SUPPLIED ENTRIES:
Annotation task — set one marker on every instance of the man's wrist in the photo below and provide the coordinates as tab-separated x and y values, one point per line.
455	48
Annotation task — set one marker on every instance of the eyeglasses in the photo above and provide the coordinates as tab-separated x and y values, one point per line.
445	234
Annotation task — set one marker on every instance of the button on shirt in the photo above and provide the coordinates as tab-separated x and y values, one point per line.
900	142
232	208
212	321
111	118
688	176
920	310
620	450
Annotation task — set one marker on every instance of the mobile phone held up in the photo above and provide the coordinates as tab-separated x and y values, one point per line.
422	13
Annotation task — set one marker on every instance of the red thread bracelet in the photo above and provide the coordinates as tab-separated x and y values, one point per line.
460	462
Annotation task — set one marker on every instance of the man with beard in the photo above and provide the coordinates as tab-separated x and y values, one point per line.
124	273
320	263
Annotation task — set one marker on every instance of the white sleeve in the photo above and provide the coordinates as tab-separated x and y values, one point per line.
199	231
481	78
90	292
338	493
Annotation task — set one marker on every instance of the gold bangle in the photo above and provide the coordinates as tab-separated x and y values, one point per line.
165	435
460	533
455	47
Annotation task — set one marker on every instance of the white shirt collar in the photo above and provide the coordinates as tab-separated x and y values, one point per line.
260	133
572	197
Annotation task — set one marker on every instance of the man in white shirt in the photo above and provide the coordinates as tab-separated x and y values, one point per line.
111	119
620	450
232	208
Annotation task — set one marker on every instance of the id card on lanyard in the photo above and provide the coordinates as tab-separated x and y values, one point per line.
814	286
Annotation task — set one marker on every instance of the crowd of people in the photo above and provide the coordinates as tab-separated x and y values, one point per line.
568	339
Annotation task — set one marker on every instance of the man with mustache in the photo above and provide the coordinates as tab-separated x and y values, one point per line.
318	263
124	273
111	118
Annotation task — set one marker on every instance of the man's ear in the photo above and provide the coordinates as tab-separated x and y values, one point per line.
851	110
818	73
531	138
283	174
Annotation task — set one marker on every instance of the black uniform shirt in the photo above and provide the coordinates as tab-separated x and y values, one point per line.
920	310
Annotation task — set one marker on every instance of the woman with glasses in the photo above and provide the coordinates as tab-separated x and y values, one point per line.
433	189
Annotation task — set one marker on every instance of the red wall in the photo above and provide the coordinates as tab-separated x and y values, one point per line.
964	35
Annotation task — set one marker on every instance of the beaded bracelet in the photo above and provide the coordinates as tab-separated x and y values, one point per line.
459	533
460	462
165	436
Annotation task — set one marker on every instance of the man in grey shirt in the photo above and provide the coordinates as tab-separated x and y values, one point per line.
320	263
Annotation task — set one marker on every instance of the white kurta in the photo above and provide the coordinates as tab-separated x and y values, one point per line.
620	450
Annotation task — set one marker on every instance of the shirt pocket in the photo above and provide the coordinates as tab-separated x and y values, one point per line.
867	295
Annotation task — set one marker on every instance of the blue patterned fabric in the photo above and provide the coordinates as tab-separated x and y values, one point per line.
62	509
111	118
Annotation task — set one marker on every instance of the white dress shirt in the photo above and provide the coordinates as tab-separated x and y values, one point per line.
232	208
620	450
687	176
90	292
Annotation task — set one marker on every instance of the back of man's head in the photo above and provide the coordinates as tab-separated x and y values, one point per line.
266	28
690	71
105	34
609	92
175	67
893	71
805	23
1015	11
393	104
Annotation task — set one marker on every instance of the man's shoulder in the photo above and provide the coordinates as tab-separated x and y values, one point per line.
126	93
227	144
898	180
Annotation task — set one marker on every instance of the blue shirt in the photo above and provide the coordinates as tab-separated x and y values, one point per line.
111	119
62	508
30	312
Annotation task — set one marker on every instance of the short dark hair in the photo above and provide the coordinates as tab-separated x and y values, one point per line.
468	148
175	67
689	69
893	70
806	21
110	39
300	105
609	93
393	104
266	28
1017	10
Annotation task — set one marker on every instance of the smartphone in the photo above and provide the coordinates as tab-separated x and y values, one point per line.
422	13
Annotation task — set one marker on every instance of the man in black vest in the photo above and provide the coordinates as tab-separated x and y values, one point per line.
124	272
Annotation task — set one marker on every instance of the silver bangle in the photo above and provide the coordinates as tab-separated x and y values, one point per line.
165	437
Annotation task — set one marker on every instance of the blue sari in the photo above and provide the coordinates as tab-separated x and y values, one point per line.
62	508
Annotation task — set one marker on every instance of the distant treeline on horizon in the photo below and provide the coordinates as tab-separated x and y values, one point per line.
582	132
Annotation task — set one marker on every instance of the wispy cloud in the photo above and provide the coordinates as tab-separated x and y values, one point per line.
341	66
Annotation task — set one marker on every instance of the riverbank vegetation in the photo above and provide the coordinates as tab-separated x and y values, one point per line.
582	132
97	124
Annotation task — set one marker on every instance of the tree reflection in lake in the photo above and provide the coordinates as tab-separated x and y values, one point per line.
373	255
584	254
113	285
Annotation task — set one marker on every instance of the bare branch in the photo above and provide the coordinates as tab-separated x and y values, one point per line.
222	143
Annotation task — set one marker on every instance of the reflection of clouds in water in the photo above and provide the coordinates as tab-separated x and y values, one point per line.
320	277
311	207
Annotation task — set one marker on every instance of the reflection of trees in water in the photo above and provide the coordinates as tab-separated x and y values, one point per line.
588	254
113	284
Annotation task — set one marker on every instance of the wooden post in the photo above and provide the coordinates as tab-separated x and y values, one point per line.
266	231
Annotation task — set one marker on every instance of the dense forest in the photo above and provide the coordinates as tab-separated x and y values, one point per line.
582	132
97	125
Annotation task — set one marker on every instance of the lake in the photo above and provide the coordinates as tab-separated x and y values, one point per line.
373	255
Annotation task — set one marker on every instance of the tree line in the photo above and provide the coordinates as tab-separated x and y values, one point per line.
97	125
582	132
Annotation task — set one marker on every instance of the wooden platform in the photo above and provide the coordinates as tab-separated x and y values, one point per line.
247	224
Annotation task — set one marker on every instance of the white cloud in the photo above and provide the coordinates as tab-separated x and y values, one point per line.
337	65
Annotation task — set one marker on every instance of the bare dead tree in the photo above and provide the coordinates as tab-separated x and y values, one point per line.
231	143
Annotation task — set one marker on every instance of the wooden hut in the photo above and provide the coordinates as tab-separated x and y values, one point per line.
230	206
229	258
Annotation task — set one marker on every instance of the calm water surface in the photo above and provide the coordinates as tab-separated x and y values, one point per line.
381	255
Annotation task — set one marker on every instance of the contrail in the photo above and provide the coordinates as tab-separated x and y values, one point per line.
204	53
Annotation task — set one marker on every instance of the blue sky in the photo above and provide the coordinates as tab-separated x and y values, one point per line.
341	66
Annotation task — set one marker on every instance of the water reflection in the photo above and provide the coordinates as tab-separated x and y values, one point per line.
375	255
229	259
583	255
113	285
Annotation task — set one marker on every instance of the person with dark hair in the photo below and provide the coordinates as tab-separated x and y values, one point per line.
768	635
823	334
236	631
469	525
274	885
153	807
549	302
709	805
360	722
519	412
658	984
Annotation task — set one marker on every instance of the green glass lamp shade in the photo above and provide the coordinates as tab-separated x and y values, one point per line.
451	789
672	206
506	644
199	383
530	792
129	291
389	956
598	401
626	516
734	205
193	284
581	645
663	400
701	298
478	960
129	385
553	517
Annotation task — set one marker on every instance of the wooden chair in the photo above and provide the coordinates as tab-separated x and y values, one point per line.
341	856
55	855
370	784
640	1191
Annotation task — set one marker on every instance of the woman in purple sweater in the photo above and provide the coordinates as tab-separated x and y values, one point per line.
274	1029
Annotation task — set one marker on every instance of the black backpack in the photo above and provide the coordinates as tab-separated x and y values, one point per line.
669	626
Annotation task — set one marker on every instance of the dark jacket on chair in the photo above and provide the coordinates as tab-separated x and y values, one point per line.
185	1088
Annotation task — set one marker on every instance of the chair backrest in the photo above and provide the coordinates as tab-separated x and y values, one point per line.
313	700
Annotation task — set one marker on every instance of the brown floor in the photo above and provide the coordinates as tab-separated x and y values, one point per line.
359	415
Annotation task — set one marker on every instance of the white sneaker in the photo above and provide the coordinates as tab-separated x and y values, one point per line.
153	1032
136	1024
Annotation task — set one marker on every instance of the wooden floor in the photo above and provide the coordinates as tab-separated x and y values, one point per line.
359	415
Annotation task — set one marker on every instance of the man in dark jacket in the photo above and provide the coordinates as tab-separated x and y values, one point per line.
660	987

WHAT IS BEING ASKED: Output the part of the listing starting with the line containing "man in dark" and going on through the end of the listing as a two-column CSV with the columns instruction and points, one row per instruction. Put each value in a single quoted field, with line breaks replaced by spaces.

THE OUTPUT:
instruction,points
"Annotation task — set one marker on every instance of the man in dark jacket in the photo above and provide the coordinates as tab-separated x and y values, one point per line.","660	987"